INSPIRE-MIF / helpdesk-validator

Community discussion forum for INSPIRE validation issues
42 stars 23 forks source link

Deployment of INSPIRE Validator behind a corporate proxy in a docker environment #311

Closed ghost closed 3 years ago

ghost commented 4 years ago

Hi,

we are using v2020.1.2 branch in our environment to check metadata requirements. The test "md sds 3.4" fails because of the following error:

grafik

It seems that resource http://inspire.ec.europa.eu/metadata-codelist/SpatialDataServiceCategory/SpatialDataServiceCategory.en.xml has been redirected to https.

The same test passes in INSPIRE Validator production instance (resources cached?).

Any advice what could be the problem here?

Thanks in advance.


UPDATE 23.11.2020

Following aspects were discussed in this issue so far:

  1. This problem occured after comparing validation results between INSPIRE Validator v2020.1 and INSPIRE Validator v2020.1.2
  2. In versions before v2020.1 INSPIRE validator was very simple concernig the infrastructure (only etf-validator web application was necessary in order to have exactly the same validation results as in INSPIRE Validator). In the version v2020.1 schema caching solution was introduced in oder to make validation faster. Schema caching solution was provided together with etf web-app in one docker container.
  3. in v2020.1.2 INSPIRE validator became kind of more "heavyweight" bei introducing one more component bundled in the existing docker container (see diagram of INSPIRE Validator architecture):
    • reverse proxy (for handling the redirect to HTTPS in INSPIRE Registry)

> **STORED ROWS**:
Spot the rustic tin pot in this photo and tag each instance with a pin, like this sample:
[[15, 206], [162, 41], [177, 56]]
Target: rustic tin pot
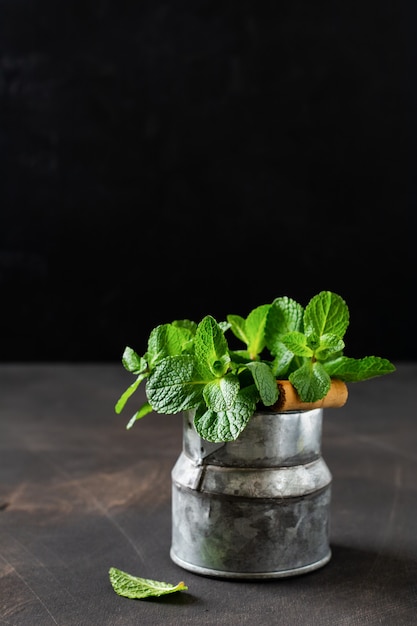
[[257, 507]]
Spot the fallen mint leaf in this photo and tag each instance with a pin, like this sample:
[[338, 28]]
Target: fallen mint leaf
[[133, 587]]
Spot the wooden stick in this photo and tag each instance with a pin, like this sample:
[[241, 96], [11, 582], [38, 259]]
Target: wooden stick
[[289, 399]]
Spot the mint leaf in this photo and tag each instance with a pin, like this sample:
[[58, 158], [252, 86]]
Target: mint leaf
[[297, 343], [255, 330], [221, 393], [144, 410], [355, 370], [227, 425], [238, 327], [167, 340], [132, 362], [326, 312], [175, 385], [311, 381], [211, 349], [265, 382], [284, 316], [329, 346], [135, 588], [129, 391]]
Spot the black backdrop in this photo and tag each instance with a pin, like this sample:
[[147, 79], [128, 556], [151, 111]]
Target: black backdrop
[[162, 160]]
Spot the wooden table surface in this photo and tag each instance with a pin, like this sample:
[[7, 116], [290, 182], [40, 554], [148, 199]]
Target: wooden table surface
[[80, 494]]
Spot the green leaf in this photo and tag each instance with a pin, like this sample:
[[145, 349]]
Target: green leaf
[[129, 586], [285, 315], [132, 362], [311, 381], [296, 342], [355, 370], [175, 385], [255, 330], [221, 393], [211, 349], [129, 391], [326, 313], [145, 409], [167, 340], [238, 327], [329, 346], [227, 425], [265, 382]]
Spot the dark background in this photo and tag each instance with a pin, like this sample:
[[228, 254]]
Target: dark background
[[162, 160]]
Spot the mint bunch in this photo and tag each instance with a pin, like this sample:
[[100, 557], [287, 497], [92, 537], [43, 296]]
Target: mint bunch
[[190, 366]]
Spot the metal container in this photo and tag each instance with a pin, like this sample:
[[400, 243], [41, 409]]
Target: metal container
[[257, 507]]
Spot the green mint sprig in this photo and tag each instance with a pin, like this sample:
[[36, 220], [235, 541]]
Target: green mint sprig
[[136, 588], [190, 366]]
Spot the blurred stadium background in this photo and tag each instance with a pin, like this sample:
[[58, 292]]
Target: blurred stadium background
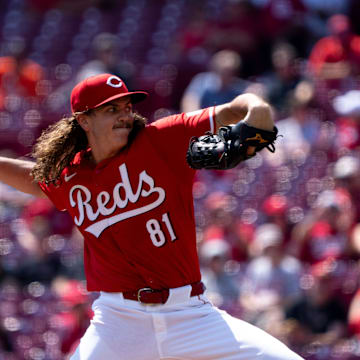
[[278, 237]]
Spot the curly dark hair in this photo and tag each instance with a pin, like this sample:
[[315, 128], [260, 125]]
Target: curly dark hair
[[56, 147]]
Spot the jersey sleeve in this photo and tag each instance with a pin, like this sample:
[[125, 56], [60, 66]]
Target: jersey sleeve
[[171, 135], [55, 194]]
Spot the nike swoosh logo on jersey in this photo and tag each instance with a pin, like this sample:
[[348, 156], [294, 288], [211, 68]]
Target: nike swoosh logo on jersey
[[69, 177]]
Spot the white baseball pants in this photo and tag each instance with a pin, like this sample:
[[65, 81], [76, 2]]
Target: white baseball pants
[[184, 327]]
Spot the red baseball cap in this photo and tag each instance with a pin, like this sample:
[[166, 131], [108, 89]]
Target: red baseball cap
[[100, 89]]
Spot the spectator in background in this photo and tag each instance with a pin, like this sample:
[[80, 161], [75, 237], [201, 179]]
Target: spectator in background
[[301, 129], [284, 19], [283, 77], [216, 86], [347, 108], [346, 173], [239, 29], [222, 286], [334, 60], [272, 278], [19, 75], [325, 231], [318, 318]]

> **WRITTEN TASK**: For each of the following statements, say whether it agrees with the forum thread. Answer yes or no and quote the deciding words. (a) The test "md sds 3.4" passes in the INSPIRE Validator production instance. (b) The schema caching solution was introduced in version v2020.1.2. (c) In v2020.1.2, the reverse proxy was delivered in a separate docker container of its own.

> **REPLY**:
(a) Yes: "The same test passes in INSPIRE Validator production instance"
(b) No: "In the version v2020.1 schema caching solution was introduced in oder to make validation faster."
(c) No: "one more component bundled in the existing docker container"